Source document:

Australian Test captain Michael Clarke has been fined 20 per cent of his match fee from the fractious Gabba Test after being charged with breaching the International Cricket Council code of conduct.

In a spiteful conclusion to the first Ashes Test, Clarke was captured on a stump microphone telling England’s No.1 niggler but No.11 batsman James Anderson to “get ready for a broken f—ing arm” when he was about to line up to face a rampaging Mitchell Johnson.

He has been found guilty of “using language or a gesture that is obscene, offensive or insulting during an international match”.

Clarke accepted the sanction on Monday morning, and Cricket Australia chief James Sutherland said he spoke with the skipper and the pair agreed the incident was regrettable.

“Whilst on-field banter and defence of a teammate is as old as the game itself, there can be a fine line between gamesmanship and a code of conduct breach,” Sutherland said. “All players have a responsibility to manage their emotions even in the most highly charged situations.”

Do this: Decide whether each statement agrees with the report on Michael Clarke's fine. Answer yes or no for each, and quote the words from the report that decide it. 1. Clarke was fined a fifth of his match fee. 2. Clarke appealed the sanction. 3. A stump microphone picked up Clarke's remark.

Given data:
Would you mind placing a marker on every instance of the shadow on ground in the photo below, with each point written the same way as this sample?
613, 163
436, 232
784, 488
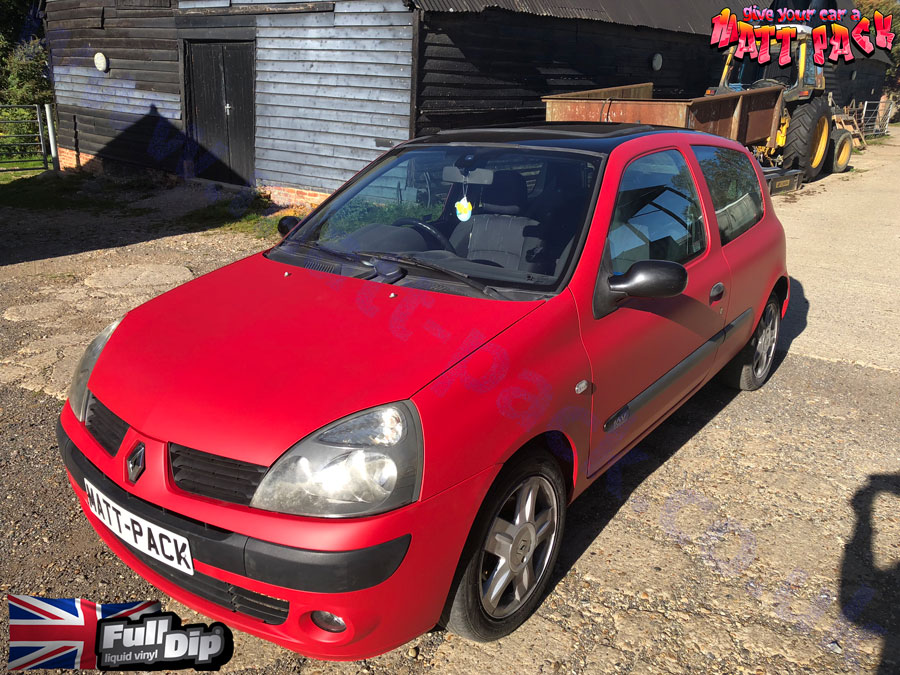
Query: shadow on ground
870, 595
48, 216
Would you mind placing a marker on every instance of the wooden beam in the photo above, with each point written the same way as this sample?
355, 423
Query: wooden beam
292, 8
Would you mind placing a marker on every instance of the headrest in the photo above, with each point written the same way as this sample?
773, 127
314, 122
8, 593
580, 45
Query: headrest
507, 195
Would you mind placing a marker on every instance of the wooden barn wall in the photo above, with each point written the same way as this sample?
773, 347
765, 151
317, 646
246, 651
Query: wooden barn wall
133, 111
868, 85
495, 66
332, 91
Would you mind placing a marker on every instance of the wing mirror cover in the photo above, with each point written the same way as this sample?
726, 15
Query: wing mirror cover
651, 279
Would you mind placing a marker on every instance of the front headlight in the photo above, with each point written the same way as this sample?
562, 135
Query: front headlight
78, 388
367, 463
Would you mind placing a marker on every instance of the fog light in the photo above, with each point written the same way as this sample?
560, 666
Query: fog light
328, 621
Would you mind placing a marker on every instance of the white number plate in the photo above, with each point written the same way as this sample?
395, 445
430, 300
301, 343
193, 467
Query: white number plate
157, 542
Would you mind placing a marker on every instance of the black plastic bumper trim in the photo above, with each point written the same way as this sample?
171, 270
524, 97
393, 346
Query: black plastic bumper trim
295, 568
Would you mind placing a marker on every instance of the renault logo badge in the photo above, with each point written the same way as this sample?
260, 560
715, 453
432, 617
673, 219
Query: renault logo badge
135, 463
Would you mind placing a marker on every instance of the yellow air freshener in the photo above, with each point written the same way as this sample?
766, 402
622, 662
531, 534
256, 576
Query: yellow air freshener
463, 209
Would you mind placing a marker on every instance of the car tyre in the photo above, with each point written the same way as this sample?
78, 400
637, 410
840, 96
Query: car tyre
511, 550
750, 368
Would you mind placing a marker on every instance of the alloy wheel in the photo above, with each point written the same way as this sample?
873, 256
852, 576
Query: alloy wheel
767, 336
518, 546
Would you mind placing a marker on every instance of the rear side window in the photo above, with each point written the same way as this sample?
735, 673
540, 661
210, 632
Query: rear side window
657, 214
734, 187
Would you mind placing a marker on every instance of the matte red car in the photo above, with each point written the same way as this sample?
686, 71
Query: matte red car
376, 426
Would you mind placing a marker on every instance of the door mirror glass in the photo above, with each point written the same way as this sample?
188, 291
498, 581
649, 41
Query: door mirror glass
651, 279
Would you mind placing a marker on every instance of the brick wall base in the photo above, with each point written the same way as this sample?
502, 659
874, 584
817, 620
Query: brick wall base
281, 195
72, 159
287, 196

Task solution:
1. Yes: "fined 20 per cent of his match fee"
2. No: "Clarke accepted the sanction on Monday morning"
3. Yes: "captured on a stump microphone"